** START Entries **

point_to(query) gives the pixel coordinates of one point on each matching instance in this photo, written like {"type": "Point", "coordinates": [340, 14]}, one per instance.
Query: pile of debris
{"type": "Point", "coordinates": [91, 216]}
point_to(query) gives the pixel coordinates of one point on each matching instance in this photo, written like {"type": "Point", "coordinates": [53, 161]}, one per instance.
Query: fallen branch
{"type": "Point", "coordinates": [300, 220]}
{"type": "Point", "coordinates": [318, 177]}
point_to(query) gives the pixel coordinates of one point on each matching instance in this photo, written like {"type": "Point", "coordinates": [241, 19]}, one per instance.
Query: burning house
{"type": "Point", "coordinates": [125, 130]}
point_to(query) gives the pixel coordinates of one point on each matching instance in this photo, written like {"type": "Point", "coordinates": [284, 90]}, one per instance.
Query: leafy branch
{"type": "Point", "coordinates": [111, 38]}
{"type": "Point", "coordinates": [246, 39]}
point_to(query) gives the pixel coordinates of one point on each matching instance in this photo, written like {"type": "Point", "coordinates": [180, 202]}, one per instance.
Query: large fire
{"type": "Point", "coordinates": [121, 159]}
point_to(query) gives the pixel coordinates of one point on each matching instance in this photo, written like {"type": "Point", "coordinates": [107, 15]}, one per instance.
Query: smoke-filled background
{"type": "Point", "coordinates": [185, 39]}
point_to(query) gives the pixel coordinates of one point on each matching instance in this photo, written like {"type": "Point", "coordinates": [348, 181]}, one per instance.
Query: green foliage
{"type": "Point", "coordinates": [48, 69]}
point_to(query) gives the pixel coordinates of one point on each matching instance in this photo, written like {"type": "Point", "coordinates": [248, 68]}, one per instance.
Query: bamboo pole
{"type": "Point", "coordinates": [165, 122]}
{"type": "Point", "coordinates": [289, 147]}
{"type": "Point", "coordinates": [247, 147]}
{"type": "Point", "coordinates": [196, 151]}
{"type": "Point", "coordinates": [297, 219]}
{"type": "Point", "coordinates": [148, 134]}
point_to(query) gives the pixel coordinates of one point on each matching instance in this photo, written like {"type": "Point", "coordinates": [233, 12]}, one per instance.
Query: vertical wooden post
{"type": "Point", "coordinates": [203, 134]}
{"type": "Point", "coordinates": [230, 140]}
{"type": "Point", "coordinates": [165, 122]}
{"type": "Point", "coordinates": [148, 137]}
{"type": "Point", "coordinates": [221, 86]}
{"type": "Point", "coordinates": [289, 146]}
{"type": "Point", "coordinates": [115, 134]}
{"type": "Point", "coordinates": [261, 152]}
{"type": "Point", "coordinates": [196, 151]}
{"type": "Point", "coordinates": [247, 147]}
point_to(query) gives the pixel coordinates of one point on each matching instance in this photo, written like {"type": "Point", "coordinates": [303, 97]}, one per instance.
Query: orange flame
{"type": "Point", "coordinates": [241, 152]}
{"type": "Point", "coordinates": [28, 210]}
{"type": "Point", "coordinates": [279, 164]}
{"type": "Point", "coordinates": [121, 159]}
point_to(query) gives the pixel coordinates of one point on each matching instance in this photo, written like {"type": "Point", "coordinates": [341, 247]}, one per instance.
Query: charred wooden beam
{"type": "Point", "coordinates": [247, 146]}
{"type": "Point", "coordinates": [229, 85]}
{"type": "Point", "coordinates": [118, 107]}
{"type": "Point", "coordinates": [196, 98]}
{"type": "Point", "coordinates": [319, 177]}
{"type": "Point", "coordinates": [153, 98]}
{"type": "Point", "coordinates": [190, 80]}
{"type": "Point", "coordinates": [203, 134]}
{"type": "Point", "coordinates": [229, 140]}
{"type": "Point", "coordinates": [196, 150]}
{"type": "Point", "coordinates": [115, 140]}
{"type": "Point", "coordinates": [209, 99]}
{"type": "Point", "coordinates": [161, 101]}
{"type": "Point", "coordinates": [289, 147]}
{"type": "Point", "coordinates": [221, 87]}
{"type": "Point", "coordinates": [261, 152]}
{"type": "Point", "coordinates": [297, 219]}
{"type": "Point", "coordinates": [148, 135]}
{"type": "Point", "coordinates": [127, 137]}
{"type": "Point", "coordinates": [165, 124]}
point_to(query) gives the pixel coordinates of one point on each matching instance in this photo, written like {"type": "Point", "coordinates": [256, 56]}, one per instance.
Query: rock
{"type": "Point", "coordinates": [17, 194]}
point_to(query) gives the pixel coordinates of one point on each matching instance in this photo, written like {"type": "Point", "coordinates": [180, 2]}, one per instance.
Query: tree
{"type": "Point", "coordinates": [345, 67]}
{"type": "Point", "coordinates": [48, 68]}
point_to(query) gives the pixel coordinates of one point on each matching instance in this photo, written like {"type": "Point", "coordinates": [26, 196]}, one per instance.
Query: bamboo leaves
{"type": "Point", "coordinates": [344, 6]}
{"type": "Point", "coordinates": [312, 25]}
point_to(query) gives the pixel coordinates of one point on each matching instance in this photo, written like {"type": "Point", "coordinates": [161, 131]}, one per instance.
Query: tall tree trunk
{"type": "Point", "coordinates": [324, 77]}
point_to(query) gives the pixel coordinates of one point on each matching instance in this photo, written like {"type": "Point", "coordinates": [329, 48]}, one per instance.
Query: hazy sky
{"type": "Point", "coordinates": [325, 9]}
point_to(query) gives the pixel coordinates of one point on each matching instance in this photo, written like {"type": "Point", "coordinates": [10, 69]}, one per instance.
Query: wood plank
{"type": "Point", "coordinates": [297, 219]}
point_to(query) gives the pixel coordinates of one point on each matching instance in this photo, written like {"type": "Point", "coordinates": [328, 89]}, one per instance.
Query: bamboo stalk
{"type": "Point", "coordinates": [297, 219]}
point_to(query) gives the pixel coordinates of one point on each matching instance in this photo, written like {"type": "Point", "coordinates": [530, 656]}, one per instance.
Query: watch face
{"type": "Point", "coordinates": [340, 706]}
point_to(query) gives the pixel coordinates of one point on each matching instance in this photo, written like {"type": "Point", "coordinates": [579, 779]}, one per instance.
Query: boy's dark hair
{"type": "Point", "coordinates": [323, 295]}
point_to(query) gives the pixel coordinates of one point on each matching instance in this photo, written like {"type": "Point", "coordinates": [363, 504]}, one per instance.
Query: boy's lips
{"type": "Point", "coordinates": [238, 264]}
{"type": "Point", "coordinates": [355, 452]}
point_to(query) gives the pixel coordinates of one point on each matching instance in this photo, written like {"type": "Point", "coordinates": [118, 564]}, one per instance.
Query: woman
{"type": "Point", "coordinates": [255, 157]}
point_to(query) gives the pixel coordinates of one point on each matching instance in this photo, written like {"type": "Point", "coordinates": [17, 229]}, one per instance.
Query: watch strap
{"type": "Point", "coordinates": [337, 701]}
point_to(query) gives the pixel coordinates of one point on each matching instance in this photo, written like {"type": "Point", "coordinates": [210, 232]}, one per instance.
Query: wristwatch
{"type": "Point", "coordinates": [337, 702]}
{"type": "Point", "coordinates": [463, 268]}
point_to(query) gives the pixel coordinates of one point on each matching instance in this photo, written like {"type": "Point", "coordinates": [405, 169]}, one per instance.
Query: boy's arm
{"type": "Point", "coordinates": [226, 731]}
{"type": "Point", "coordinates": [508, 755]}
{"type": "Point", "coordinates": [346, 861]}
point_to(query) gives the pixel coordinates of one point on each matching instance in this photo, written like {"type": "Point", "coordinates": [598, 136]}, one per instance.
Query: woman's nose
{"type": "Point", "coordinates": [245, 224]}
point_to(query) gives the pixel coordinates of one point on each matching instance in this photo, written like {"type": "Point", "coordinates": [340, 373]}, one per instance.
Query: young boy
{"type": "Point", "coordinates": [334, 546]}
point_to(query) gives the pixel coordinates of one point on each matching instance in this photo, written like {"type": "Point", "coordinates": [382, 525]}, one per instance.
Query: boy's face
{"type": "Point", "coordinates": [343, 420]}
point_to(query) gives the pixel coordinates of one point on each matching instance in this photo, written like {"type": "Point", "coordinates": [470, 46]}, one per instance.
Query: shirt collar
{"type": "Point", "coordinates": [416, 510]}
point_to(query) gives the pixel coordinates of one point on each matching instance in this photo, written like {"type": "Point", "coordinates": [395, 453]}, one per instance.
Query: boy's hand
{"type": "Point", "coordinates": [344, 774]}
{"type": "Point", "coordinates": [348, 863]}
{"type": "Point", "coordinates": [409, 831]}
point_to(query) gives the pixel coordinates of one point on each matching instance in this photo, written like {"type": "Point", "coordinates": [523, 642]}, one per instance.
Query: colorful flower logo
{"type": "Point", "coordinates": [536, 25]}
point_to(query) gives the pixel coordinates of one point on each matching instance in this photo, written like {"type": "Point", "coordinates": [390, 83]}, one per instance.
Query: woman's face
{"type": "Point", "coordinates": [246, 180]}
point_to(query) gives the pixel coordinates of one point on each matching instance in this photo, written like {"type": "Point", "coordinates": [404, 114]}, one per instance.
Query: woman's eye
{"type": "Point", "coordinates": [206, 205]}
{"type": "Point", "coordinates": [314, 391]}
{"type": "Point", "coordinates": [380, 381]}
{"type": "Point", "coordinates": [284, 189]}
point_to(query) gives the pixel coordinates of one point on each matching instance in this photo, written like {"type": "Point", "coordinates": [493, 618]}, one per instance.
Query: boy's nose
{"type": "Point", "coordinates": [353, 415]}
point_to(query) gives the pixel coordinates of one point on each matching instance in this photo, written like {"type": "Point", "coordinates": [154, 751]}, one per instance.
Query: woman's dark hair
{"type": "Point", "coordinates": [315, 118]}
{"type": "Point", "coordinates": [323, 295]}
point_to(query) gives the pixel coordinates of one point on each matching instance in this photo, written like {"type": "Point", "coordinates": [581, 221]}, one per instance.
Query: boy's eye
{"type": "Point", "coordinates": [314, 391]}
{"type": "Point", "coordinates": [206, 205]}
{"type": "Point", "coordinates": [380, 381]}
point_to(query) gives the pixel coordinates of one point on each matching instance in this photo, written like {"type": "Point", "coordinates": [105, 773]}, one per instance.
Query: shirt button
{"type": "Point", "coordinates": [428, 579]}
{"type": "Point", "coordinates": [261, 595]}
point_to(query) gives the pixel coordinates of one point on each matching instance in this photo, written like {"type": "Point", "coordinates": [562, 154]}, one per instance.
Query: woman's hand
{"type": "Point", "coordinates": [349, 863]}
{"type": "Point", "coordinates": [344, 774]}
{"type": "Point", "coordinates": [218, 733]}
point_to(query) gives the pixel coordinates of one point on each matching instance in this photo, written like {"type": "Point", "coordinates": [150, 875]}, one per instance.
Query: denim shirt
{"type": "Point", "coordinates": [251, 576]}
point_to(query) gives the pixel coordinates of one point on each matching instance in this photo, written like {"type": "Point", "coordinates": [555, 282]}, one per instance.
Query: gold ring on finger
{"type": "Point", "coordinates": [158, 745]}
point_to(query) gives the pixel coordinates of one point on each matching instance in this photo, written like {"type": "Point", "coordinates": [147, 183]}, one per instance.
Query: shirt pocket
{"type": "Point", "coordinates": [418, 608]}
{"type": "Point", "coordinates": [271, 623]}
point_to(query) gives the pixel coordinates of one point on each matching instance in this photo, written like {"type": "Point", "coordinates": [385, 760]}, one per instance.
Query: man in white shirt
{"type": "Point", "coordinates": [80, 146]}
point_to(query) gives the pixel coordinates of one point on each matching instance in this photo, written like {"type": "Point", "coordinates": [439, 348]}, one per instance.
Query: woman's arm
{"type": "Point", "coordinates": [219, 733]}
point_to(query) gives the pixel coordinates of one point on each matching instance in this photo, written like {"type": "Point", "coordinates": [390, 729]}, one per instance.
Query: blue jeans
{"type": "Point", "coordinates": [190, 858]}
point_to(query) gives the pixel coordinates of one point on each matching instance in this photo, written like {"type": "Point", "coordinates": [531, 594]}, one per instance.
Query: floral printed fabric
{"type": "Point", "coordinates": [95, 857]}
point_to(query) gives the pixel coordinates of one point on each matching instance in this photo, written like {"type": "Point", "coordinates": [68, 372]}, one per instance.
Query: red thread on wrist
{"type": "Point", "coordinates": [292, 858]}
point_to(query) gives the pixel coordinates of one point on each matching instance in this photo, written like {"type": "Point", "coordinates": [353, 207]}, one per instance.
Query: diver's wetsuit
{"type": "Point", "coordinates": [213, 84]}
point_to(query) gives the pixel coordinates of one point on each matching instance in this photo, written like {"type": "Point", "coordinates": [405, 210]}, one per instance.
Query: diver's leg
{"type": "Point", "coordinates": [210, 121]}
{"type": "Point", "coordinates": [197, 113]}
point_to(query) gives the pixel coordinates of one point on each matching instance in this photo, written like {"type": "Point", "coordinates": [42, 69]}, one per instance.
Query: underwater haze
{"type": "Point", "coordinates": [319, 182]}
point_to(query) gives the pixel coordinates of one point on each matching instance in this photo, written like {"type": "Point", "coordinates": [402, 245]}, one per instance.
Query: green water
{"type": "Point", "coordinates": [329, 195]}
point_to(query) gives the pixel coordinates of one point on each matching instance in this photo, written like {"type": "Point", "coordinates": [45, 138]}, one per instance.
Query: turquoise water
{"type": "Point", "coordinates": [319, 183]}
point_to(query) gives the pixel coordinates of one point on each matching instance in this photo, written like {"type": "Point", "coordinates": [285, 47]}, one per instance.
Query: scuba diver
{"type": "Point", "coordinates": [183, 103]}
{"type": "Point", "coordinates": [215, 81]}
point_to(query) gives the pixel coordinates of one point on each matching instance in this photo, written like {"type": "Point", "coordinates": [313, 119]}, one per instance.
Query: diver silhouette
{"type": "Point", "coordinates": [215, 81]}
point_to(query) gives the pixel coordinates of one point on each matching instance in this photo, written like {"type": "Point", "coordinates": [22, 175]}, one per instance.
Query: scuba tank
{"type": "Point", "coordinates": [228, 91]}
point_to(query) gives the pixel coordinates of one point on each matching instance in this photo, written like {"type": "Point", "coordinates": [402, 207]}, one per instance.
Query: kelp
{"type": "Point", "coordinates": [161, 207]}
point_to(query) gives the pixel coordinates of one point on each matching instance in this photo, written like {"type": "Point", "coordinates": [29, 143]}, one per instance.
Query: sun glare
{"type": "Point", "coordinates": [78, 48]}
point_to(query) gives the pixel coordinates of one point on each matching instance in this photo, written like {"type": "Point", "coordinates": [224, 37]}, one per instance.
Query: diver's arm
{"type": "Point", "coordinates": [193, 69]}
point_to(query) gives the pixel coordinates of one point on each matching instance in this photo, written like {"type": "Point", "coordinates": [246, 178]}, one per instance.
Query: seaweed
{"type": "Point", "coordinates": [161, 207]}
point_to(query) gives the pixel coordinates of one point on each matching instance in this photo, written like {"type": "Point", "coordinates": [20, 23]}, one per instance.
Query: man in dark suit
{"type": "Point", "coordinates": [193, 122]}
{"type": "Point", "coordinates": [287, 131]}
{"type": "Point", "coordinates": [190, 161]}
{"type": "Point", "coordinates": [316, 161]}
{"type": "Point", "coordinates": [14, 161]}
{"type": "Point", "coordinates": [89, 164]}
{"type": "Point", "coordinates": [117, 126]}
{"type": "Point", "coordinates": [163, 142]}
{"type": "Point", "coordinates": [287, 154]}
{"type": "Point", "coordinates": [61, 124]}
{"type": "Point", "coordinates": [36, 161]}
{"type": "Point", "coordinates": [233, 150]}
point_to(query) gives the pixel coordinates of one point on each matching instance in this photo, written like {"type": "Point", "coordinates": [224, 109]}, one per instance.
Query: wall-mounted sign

** END Entries **

Find every line in the rows above that contains the string "diver" and copy each one out unchanged.

# [Written response]
Query: diver's wetsuit
Query: diver's leg
Query: scuba diver
Query: diver silhouette
Query: diver's arm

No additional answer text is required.